— BEGIN —

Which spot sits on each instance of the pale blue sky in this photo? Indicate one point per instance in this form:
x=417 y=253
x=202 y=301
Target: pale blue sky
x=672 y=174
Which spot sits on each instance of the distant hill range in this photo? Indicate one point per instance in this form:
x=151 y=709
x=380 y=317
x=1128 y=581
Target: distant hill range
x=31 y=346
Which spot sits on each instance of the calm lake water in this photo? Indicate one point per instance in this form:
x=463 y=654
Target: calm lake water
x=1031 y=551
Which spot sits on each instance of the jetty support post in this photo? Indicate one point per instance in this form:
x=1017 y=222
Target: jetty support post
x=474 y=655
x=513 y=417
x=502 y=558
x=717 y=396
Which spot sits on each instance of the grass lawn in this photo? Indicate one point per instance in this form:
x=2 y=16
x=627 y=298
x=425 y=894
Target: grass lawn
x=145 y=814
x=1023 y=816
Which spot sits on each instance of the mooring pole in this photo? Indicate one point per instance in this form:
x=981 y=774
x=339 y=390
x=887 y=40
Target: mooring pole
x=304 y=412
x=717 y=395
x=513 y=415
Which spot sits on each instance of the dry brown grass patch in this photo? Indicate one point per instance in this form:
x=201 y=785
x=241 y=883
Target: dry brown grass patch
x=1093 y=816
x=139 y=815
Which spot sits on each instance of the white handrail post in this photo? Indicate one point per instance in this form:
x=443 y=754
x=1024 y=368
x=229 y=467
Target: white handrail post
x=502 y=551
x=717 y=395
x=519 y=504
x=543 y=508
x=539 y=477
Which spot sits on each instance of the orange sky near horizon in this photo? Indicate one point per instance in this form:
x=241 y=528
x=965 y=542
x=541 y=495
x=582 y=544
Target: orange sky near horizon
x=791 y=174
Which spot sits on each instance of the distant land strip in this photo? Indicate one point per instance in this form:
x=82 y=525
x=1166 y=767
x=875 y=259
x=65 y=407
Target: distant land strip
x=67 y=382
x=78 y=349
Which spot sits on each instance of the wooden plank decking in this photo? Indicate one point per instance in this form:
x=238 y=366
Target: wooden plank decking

— END —

§ STATED EXERCISE:
Please rewrite the items from the line with "Which spot sits on each instance of the jetty" up to and including the line with "x=717 y=396". Keep the request lines and their sample points unchanged, multiply each answer coordinate by 1.9 and round it to a whole number with halves going up, and give only those lines.

§ THE OUTPUT:
Which spot sits on each instance of the jetty support post in this photo? Indicate one point per instance in this form:
x=1017 y=222
Target: jetty support post
x=901 y=1245
x=975 y=792
x=954 y=1060
x=1362 y=752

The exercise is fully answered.